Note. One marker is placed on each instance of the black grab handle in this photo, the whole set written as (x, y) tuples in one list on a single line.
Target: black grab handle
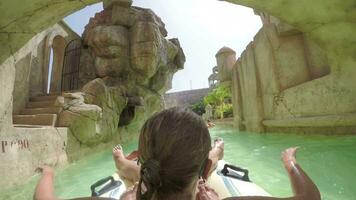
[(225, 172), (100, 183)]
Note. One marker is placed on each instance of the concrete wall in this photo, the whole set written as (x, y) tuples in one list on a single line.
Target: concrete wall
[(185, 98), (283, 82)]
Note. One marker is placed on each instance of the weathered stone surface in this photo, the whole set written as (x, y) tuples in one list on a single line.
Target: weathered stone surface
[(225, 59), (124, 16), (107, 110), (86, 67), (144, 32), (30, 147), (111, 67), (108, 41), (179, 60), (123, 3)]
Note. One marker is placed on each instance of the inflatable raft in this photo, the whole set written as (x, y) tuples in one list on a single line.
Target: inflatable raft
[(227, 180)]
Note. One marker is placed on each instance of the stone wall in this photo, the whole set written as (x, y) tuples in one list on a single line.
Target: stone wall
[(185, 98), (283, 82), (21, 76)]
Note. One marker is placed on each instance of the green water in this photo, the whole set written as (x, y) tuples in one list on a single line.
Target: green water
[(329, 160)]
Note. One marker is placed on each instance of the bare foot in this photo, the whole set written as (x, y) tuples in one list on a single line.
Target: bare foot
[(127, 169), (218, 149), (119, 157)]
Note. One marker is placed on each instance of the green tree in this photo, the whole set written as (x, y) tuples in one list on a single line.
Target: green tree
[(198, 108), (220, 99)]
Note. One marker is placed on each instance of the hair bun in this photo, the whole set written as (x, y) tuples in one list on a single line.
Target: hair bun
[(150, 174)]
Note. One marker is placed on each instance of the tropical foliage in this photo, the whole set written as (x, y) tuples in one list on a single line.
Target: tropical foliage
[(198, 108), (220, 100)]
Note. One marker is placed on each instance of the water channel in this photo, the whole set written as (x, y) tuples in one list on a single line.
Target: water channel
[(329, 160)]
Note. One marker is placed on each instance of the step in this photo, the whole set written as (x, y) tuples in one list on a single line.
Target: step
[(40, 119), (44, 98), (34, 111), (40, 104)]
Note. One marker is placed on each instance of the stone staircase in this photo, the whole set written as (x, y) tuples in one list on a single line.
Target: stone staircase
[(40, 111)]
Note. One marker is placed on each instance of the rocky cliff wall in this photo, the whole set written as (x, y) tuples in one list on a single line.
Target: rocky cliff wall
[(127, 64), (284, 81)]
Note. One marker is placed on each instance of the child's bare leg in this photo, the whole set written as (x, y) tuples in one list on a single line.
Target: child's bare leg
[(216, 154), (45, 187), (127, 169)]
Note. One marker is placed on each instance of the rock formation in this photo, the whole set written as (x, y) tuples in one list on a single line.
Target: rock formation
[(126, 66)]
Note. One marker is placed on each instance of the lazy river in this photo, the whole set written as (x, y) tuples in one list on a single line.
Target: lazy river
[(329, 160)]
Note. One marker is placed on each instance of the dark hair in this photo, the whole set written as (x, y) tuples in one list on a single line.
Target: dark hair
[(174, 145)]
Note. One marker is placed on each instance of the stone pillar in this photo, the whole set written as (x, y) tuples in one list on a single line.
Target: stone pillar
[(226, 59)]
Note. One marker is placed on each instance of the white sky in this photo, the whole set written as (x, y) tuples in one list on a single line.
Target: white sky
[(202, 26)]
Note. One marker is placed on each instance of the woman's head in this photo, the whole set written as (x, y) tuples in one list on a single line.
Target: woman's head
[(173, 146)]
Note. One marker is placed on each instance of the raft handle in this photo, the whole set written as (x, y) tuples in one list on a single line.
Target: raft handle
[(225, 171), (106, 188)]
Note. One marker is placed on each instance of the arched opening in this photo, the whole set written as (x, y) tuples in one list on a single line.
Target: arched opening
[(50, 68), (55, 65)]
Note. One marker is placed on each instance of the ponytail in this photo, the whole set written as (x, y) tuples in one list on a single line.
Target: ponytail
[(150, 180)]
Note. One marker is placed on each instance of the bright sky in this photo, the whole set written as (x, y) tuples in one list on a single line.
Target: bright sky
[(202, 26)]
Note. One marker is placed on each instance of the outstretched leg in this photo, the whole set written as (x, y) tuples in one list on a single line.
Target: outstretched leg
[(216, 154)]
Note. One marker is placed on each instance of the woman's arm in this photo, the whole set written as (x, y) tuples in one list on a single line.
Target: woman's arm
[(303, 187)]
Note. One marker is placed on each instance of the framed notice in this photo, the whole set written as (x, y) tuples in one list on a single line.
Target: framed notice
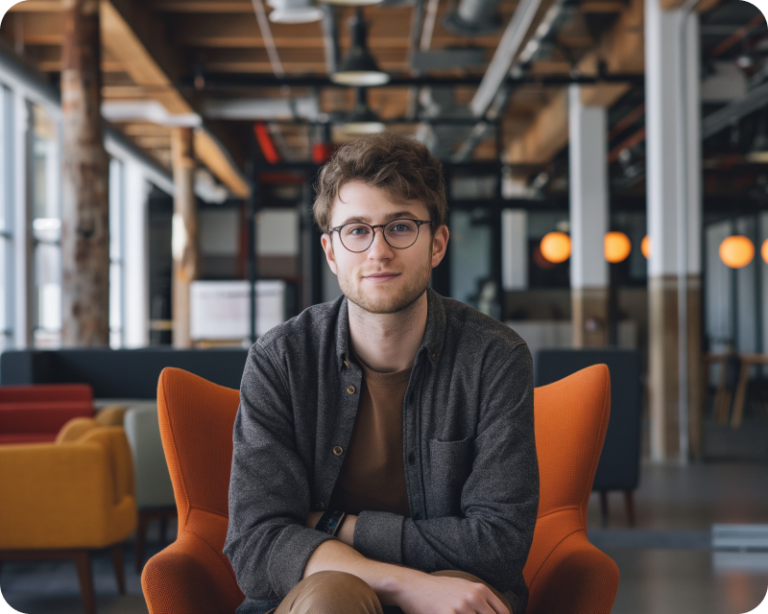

> [Task]: Arrange every line of the items above as a Markdown table with the columns Row and Line, numbering each row and skipping blank lines. Leave the pictures out of the table.

> [Task result]:
| Row | Line |
|---|---|
| 1 | Note. One marker is placed on each instance of the black grab handle in this photo, the whole set written as (x, y) tuples in one list on a single line. |
| 2 | Target: black grab handle |
| 3 | [(225, 172), (100, 183)] |
| 4 | Note. One marker is placed on each instance of the concrete wall in this photo, the whole set written as (x, y) tuples in one list on a single line. |
| 5 | Target: concrete wall |
| 6 | [(185, 98), (283, 82)] |
| 7 | Note. One marker is placed on each instance of the weathered stone surface in this photo, the whole set written as (x, y) tuples in one list on a single line. |
| 8 | Target: weathered stone surface |
| 9 | [(225, 59), (124, 16), (107, 110), (86, 67), (144, 32), (30, 147), (111, 67), (108, 41), (179, 60), (123, 3)] |
| 10 | Note. One marker is placed on each instance of the inflatable raft in this photo, the whole set written as (x, y) tuples in one list on a single line. |
| 11 | Target: inflatable raft |
| 12 | [(227, 180)] |
| 13 | Note. One marker is placed on each instance of the stone wall in this photo, the whole set written as (x, y) tuples in one list on a single line. |
| 14 | Target: stone wall |
| 15 | [(185, 98), (283, 82), (21, 76)] |
| 16 | Note. One marker is placed on each instance of the green water in this photo, the whole set written as (x, y) tuples in one list on a single line. |
| 17 | Target: green water |
| 18 | [(329, 160)] |
| 19 | Note. One marker is placed on each instance of the bare foot in this photo, the whole set written as (x, y) tuples in one list on a single line. |
| 20 | Target: bare foot |
| 21 | [(127, 169), (218, 149), (119, 157)] |
| 22 | Note. One marker is placed on each instance of the green tree in this photo, the whole set written as (x, y) tuples in one list on a single line. |
| 23 | Target: green tree |
| 24 | [(198, 108), (220, 99)] |
| 25 | Note. One marker is placed on each instance of the hair bun in this photo, the whole set written as (x, y) tuples in one list on a single line. |
| 26 | Target: hair bun |
| 27 | [(150, 174)] |
| 28 | Note. One marker is placed on each instance of the tropical foliage in this photo, the whole set written as (x, y) tuples in one list on a single line. |
| 29 | Target: tropical foliage |
| 30 | [(198, 108), (220, 100)] |
| 31 | Note. One marker is placed on each instance of the water channel in this photo, the whole set written as (x, y) tuples in one list on a single line. |
| 32 | Target: water channel |
| 33 | [(329, 160)] |
| 34 | Note. One marker is placed on each instance of the step in this photo, the whole set written as (x, y) tuples in one list on a single line. |
| 35 | Target: step |
| 36 | [(40, 119), (44, 98), (34, 111), (40, 104)] |
| 37 | Note. One marker is placed on each instance of the stone staircase in this photo, the whole set written as (x, y) tuples in one list on a single line. |
| 38 | Target: stone staircase |
| 39 | [(40, 111)] |
| 40 | Note. One marker is placed on each instance of the rocky cliff wall in this photo, the whole set written as (x, y) tuples in one list on a single line. |
| 41 | Target: rocky cliff wall |
| 42 | [(127, 64), (284, 81)] |
| 43 | Note. One marker is placed on each instance of the child's bare leg in this photo, the whole set written as (x, y) tuples in one list on a single line. |
| 44 | Target: child's bare leg |
| 45 | [(216, 154), (45, 187), (127, 169)] |
| 46 | Note. One marker is placed on each instance of the rock formation in this photo, the whole set written as (x, y) tuples in one list on a single line. |
| 47 | Target: rock formation |
| 48 | [(126, 66)] |
| 49 | Note. One marker is placed on each instance of the lazy river in this photo, the whole set written as (x, y) tuples in one list on a single line. |
| 50 | Target: lazy river |
| 51 | [(329, 160)] |
| 52 | Note. One marker is placed on each instance of the dark hair in this photo, the whole set written as (x, y) tuples in one list on a single line. |
| 53 | Target: dark hair |
| 54 | [(174, 145)] |
| 55 | Note. One marker is placed on each instance of the stone pillar in this photo, the whole set written as (x, y) tuples in one list on a single line. |
| 56 | Target: stone pillar |
| 57 | [(226, 59)] |
| 58 | Note. One marker is placed on each instance of the white sky in this photo, the whole set written as (x, y) tuples in one list on a single line. |
| 59 | Target: white sky |
| 60 | [(202, 26)] |
| 61 | Note. One marker is placed on each instance of the woman's head in this photo, the whole set written as (x, y) tuples in one list on a single line. |
| 62 | Target: woman's head |
| 63 | [(173, 146)] |
| 64 | Note. One marker is placed on each instance of the raft handle in this photo, the whole set written as (x, y) tuples in one list on a single line. |
| 65 | Target: raft handle |
| 66 | [(225, 171), (106, 188)] |
| 67 | Note. One marker is placed on each instance of the arched opening in this photo, the whole set written as (x, y) tuples in one list on a single line. |
| 68 | Target: arched opening |
| 69 | [(50, 68), (55, 65)] |
| 70 | Note. One marker is placed on each instance of the ponytail in this photo, the whole set written as (x, y) tuples in one list on a single line. |
| 71 | Target: ponytail |
| 72 | [(150, 180)] |
| 73 | Note. One marker is placed on each instance of the bright sky in this photo, the whole set written as (x, y) tuples in one list on a single line. |
| 74 | Target: bright sky |
| 75 | [(202, 26)] |
| 76 | Note. One marker is placed on each instance of the outstretched leg in this photo, the whole set written as (x, y) tuples in one list on a single line. |
| 77 | Target: outstretched leg |
| 78 | [(216, 154)] |
| 79 | Note. One marker is placed on each instance of the woman's arm in this photo, the whole set written as (x, y) tuples in one list on a single line. |
| 80 | Target: woman's arm |
| 81 | [(303, 187)] |
| 82 | Note. One marker is placed on each instance of the framed notice in this photo, the whole set written as (x, y) tuples in one list on a single line. |
| 83 | Target: framed notice |